= Job 1 =
Duplicate the passage of the theater news text that opens with the words "Each student took" and closes with "and Rachel Longshaw-Park.".

= Document segment =
* * *

Each student took on both a production and a performance role in this project, from design to publicity and stage management with a vision focussed by the dramatrugs and director. It was a thrilling, intense and thoroughly rewarding process.
“Outstanding Ensemble”- Richard Mayes, Tribune.
Upcoming Performances at The University of Auckland
The University of Auckland has a season of 5 postgraduate productions by MA students coming up in October, including work by Beth Kayes, Kayleigh Haworth, Anton Antsiferov and Rachel Longshaw-Park.
Flow, Create, Connect – Victor Rodger’s Latest Entity.
Award-winning playwright and this years Robert Burns Fellow at the University of Otago, Victor Rodger, started monthly play readings in Auckland last year. These readings are of diverse plays that were mostly unproduced in New Zealand under the umbrella of his entity FCC (Flow, Create Connect). Calling on a combination of veterans and newcomers, the results have been threefold: to give diverse practitioners a chance to deal with well-written complex roles that they are generally not getting in mainstream productions; to expose audiences to these largely unfamiliar texts; and to ultimately stage some of these plays in professional productions. The readings began last year with John Kneubuhl’s Think of a Garden and have since included plays such as Sugar Mummies by Tanika Gupta, Yellow Face by David Henry Hwang and Barbecue by Robert O’Hara. There have also been readings in Sydney, Christchurch, Wellington and Dunedin. The first FCC reading to go on and receive a full production was Puzzy by Hawaiian-Filipina writer Kiki (co-written with Rodger). It debuted at The Basement this year to critical acclaim. The next FCC reading to go into full production will be Tusiata Avia’s Wild Dogs Under My Skirt at the Mangere Arts Centre next month. See the flyer below.

* * *

Records for labeling locations:
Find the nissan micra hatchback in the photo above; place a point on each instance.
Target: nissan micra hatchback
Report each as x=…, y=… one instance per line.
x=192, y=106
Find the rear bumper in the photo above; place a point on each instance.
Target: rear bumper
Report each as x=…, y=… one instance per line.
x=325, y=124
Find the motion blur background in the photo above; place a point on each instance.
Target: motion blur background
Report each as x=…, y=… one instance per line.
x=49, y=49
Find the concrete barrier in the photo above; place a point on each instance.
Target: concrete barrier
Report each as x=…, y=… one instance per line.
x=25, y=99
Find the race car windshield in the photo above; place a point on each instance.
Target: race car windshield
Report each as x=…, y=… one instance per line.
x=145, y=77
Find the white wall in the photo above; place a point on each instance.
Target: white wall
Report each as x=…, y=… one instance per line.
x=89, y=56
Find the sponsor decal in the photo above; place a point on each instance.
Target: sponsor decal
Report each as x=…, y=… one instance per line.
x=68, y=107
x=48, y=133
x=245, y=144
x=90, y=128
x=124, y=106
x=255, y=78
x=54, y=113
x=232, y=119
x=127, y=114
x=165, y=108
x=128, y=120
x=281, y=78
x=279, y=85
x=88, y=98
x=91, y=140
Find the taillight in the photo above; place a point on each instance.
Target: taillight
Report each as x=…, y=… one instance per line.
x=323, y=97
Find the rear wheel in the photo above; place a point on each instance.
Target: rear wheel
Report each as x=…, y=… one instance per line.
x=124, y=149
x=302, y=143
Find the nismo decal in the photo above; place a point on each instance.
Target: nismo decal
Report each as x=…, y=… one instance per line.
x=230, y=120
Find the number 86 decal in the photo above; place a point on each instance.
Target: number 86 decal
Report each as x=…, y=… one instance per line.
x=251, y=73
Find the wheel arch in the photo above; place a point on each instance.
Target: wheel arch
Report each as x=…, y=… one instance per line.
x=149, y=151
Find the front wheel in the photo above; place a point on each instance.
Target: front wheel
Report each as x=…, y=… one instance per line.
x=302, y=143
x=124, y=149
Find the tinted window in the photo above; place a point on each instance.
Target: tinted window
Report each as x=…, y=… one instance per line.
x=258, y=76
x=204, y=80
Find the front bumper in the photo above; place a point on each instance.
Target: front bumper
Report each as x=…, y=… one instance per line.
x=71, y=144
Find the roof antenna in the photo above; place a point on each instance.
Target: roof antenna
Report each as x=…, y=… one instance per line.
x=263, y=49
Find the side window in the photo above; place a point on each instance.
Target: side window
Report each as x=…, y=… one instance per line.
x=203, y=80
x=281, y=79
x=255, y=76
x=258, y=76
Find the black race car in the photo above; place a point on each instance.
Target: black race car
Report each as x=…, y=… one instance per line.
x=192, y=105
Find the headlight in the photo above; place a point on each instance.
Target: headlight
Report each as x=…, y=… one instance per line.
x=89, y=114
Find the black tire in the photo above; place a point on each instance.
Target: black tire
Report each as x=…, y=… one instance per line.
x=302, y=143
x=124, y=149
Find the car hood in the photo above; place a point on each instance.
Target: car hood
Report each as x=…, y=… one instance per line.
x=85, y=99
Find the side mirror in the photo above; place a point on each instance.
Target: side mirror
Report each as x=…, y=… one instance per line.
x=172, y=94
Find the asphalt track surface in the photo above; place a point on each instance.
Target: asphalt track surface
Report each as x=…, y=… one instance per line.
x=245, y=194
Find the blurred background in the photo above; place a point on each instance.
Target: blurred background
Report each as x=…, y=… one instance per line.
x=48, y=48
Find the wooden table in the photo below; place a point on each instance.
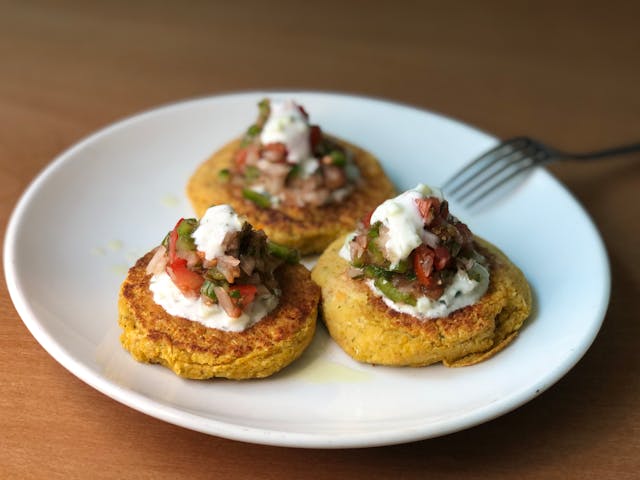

* * *

= Job 2 =
Pull out every line of the records that has the word "race" in it.

= Task output 1 =
Each student took on both a production and a performance role in this project, from design to publicity and stage management with a vision focussed by the dramatrugs and director. It was a thrilling, intense and thoroughly rewarding process.
“Outstanding Ensemble”- Richard Mayes, Tribune.
Upcoming Performances at The University of Auckland
The University of Auckland has a season of 5 postgraduate productions by MA students coming up in October, including work by Beth Kayes, Kayleigh Haworth, Anton Antsiferov and Rachel Longshaw-Park.

= Task output 2 =
Find the race car windshield in the photo above; place a point on each instance.
Target: race car windshield
Find the black race car in the photo above; place a point on each instance.
Target: black race car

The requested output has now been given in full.